-- Start --

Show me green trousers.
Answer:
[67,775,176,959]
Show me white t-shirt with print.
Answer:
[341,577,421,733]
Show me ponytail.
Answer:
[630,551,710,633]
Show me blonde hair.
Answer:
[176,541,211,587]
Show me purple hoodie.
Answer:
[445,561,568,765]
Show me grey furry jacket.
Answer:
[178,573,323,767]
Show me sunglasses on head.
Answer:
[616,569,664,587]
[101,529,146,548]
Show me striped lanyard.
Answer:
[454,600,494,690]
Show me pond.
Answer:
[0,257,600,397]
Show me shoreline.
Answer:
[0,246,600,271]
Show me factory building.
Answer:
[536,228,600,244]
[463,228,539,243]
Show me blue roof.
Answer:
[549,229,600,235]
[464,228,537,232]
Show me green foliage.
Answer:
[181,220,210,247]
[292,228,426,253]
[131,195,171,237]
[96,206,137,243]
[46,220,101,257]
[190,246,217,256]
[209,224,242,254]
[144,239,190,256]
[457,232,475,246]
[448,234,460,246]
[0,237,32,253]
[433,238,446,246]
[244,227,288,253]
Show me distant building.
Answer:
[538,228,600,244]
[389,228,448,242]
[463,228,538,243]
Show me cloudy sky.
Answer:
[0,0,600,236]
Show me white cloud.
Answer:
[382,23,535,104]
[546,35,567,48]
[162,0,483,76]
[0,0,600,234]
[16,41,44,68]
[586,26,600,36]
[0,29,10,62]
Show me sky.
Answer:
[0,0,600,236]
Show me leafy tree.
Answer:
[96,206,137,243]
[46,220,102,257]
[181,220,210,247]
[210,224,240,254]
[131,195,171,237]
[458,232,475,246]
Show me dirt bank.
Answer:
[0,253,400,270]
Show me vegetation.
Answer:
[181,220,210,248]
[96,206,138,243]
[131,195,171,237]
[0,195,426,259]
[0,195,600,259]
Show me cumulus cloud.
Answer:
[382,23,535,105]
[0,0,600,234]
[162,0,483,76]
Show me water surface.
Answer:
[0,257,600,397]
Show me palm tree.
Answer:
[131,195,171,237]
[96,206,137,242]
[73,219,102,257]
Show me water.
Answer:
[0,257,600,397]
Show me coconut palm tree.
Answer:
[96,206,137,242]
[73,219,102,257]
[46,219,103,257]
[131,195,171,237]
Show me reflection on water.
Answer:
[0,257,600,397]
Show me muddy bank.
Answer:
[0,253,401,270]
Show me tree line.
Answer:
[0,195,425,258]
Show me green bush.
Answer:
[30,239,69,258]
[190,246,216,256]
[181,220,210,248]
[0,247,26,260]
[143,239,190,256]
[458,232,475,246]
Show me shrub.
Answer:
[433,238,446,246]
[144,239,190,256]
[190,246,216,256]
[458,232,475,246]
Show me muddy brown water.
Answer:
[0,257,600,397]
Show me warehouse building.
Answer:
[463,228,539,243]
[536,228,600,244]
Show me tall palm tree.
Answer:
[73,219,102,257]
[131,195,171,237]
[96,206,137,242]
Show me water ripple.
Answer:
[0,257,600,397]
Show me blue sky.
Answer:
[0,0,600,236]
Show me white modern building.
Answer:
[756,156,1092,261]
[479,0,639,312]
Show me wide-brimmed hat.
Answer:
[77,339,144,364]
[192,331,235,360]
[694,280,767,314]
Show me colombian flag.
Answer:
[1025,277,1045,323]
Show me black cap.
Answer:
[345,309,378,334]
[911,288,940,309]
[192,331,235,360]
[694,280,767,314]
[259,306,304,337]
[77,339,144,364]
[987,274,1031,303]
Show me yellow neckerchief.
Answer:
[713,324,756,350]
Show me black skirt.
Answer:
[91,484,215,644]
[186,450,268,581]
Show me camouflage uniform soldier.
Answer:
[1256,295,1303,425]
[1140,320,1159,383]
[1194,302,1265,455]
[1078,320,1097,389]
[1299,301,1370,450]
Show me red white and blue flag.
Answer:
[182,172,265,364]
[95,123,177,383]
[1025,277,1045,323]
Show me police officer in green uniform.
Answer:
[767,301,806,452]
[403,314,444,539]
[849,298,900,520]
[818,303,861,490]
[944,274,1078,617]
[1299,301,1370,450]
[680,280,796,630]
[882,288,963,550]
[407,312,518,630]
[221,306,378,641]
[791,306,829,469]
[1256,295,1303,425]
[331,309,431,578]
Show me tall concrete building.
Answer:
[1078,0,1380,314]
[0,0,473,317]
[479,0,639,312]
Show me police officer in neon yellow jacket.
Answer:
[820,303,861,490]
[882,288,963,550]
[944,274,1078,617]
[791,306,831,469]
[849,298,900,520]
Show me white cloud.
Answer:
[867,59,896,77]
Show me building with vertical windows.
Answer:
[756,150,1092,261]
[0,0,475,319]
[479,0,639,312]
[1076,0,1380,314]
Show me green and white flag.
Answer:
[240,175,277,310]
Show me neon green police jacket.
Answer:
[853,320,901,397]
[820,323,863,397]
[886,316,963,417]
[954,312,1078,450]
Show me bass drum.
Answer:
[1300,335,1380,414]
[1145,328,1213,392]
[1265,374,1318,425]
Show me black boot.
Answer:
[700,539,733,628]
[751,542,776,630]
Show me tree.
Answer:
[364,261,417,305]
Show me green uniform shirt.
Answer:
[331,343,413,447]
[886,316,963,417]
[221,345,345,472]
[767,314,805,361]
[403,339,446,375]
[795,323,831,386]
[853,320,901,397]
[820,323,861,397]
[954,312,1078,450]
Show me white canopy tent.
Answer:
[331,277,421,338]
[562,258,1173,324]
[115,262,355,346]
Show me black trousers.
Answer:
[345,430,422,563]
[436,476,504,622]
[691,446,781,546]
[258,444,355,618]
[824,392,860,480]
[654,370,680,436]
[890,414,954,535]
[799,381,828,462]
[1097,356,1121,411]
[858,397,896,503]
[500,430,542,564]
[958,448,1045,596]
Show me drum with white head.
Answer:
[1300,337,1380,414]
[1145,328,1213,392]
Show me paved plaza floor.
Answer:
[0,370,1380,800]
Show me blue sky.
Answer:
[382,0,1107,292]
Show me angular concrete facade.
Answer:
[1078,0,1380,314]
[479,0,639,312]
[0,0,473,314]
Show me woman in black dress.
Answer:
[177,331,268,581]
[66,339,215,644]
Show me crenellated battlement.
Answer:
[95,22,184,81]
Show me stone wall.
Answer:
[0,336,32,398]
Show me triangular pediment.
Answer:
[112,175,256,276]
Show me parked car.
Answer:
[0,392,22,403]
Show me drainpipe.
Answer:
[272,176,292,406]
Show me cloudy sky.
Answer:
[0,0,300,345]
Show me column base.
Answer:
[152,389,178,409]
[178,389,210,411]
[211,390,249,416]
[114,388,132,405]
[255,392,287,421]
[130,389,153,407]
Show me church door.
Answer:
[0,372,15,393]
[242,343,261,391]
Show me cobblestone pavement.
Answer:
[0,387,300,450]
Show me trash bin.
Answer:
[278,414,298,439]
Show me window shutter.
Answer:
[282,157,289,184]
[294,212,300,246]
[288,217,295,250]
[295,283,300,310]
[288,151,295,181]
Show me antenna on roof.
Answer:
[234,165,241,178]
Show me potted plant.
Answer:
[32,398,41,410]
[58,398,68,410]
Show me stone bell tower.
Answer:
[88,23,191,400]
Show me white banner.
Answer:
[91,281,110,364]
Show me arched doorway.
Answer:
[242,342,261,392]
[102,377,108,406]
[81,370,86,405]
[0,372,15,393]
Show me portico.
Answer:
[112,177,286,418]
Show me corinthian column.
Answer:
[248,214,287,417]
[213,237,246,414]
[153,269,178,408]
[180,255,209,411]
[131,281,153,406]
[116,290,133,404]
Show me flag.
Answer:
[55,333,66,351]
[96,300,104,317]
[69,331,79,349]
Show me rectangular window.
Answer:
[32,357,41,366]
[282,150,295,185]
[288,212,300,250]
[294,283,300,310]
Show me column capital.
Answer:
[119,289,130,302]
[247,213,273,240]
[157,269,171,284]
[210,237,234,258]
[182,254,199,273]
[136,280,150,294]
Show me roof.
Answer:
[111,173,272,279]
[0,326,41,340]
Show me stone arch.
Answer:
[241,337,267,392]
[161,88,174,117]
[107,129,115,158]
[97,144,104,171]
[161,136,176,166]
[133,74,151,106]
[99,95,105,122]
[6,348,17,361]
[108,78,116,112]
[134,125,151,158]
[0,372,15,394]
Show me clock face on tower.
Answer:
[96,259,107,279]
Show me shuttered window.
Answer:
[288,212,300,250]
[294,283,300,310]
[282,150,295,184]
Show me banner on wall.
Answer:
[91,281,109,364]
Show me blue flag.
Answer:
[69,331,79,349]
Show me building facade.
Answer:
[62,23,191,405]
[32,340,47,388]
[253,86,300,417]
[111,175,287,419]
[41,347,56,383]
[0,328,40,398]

-- End --

### Direction
Reproduce the material word for word, starting at the line containing "Show me white canopy tent." and ending at the line containing "[0,392,22,403]", with both of those lines included.

### Finished exercise
Show me white canopy tent.
Answer:
[331,277,421,338]
[562,258,1173,324]
[115,262,355,346]
Show me black trousers.
Answer:
[345,430,422,563]
[436,476,504,622]
[691,446,781,546]
[258,444,355,618]
[824,392,860,480]
[654,370,680,436]
[890,414,954,535]
[799,381,828,462]
[1097,356,1121,411]
[858,397,896,503]
[500,430,542,564]
[958,448,1045,596]
Show me drum with white head.
Answer:
[1300,337,1380,414]
[1145,328,1213,392]
Show me paved plaza floor.
Answer:
[0,370,1380,800]
Show me blue sky.
Answer:
[382,0,1107,292]
Show me angular concrete facade.
Answer:
[1078,0,1380,314]
[479,0,639,312]
[0,0,473,314]
Show me woman in black dress.
Answer:
[177,331,268,581]
[66,339,215,644]
Show me crenellated battlement.
Answer:
[95,22,184,81]
Show me stone wall.
Answer:
[0,336,32,398]
Show me triangular pediment.
Answer:
[112,175,256,276]
Show me parked car.
Answer:
[0,392,22,403]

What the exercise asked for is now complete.